> **TASKS TO CARRY OUT**
A. In the passage on Moscow's view of the US election, what reason did Putin give for preferring Biden to Trump?
B. Please write the next few paragraphs of the passage on Moscow's view of the US election, picking up after its final sentence.

> **PROVIDED TEXT**
* * * * * * * * *

There may be some difference in terms of the predictability of political behavior. It is possible that Putin was not obfuscating when he said he preferred Biden to Trump because Biden is more predictable, but this will be irrelevant come January anyway. 

 

Propagandists have already launched a few racist and misogynistic attacks against Kamala Harris, but official Kremlin has mostly remained silent regarding the recent US electoral upheavals. From the Kremlin’s perspective, certain geopolitical and strategic trends will persist, regardless of who holds the presidency in the White House.

 

Persistent Trends, from Moscow’s Perspective

 

I would emphasize three such trends. First, regardless of which party holds the presidency, there are American institutions whose role is to support democracy and freedom of speech abroad—foundations such as the National Endowment for Democracy or the International Republican Institute, and media such as Radio Free Europe/Radio Liberty or Voice of America, funded by the US state. The Kremlin perceives the Russia-related activity of such institutions as “support for the Russian opposition.” 

 

Second, during at least the last three US presidencies, Moscow has made various attempts to “retaliate” against Washington’s influence through cyberattacks, the creation of English-language media, and social media outreach. Moscow will continue doing this regardless of who wins the election in November.

 

Third, the Kremlin assumes that assistance to Ukraine and pressure on Russia in one form or another, even if diminished, will continue no matter who is elected president. This is evident in the political analysis produced by research centers close to the government and from pro-Kremlin social media, which assume that the United States will go on trying to weaken Putin through foreign policy and nonmilitary initiatives while continuing to provide military support to Ukraine because some long-term decisions have already been made. They also note that there is a strong opposition to Putin among the US establishment of both parties.

* * * * * * * * *

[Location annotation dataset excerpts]
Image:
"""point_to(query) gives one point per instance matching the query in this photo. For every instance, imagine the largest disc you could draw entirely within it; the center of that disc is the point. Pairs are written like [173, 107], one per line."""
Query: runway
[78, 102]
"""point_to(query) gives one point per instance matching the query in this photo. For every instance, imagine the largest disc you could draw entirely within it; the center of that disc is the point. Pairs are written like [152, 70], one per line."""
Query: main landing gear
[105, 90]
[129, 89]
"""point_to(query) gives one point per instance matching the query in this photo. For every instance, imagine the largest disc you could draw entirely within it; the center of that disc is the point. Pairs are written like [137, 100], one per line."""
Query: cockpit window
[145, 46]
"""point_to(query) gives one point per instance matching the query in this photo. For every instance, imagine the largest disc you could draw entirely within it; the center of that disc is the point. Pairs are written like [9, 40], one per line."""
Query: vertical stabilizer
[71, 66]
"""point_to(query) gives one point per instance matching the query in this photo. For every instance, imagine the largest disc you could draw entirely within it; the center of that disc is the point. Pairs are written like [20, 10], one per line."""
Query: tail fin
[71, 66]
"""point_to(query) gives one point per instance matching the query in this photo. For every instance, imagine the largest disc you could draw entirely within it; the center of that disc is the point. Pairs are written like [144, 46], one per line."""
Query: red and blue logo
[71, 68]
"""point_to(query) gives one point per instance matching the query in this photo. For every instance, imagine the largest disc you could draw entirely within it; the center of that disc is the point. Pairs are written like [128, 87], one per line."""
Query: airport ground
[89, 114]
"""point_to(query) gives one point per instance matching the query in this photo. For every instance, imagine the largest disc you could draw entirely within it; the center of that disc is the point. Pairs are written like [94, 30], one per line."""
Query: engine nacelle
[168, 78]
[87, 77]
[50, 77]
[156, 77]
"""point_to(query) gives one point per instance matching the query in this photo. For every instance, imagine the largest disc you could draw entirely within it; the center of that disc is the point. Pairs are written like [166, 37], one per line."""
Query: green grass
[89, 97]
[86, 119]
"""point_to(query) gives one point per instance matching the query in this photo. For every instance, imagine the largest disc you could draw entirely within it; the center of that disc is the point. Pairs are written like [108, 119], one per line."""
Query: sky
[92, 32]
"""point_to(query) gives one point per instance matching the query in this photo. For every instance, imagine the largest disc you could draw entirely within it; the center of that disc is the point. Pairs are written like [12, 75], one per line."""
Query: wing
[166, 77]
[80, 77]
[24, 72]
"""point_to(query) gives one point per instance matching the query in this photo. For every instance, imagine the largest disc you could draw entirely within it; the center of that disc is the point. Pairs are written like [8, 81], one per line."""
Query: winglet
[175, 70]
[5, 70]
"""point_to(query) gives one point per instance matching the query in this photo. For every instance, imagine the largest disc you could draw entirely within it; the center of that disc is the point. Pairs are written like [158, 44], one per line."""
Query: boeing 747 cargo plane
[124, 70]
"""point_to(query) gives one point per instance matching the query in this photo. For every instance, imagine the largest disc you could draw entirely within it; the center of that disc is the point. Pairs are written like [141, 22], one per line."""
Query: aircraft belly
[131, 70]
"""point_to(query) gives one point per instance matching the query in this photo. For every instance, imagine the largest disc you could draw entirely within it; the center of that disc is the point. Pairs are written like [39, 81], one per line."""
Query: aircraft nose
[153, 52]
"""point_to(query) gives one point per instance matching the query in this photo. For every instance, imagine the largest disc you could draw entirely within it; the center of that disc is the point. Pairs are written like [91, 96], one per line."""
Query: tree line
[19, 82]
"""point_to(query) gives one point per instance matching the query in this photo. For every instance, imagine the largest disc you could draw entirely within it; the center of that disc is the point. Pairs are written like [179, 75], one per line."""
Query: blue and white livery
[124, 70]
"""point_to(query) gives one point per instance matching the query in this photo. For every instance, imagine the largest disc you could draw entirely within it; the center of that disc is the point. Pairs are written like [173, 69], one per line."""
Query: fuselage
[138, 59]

* * * * * * * * *

> **EXERCISE ANSWERS**
A. He said Biden is more predictable.

B.
 

Difficulties in Achieving an Immediate Peace

 

It’s safe to assume that the war in Ukraine will remain a key topic between the United States and Russia no matter who is elected in November. Trump has repeatedly said that he will end the war if elected president. But there are three problems that are likely obvious to most potential peace negotiators. First, for a deal to be possible, Kyiv would have to be forced to cede five regions of the country to Russia—Crimea, which Russia illegally annexed in 2014, and four more regions—Donetsk, Kherson, Luhansk and Zaporizhzhia, as per the “peace proposals” that Putin laid out in June. Barring a crushing military defeat, for many Ukrainians this would be a hard pill to swallow. 

 

Second, from Moscow’s point of view, the terms of peace would have to allow a restoration of Russia’s international economic activity and an end to its isolation. China and other powers, too, have an interest in seeing economic exchange with Russia restored. But if there are significant concessions from Ukraine, sanctions are unlikely to be lifted because Russia’s aggression would be seen as rewarded by those concessions.

 

Third, by the time the new US president is inaugurated, the war will have lasted three years. It’s extremely difficult to envision reconciliation after this many years of deaths and bombings inflicted by Russia on Ukraine. It would be easier to sign a peace agreement if Putin was gone, but for now everyone assumes that Putin will remain in office.

 

 

Keeping Russia in Its Regional Niche 

 

The last thirty years have seen the ascent of new significant economies and societies. China, India, Turkey, and the Middle Eastern powers have positioned themselves for a more active role in the global economic and military architecture. A recent study by the European Council on Foreign Relations suggests that these so-called middle powers are working to strategically position themselves for a fragmented world by trying to avoid associating with just one superpower and instead entering into situational, tactical alliances in some cases while breaking them in others, out of a preference for transactional politics and profitable deals.

 

Russia is unlikely to be able to build the kinds of alliances with these states that would pose a real threat to Europe and the United States: most major regional powers want to stay on planet Earth with Europe and the United States. They would like to expand their presence in Western markets and exploit them. The middle class of the new and growing economies would like to buy German cars and Italian clothes. 

 

Russia, meanwhile, is dominated by political pundits who are convinced that a global paradigm shift is near, the world is about to experience a tectonic rupture or other catastrophic change, and a new world order will emerge. Few regional powers are ready to follow Putin toward the global destabilization that is guided by this line of thinking. Few, if any, of these regional players are buying into Putin’s proposal to form a destructive anti-Western alliance.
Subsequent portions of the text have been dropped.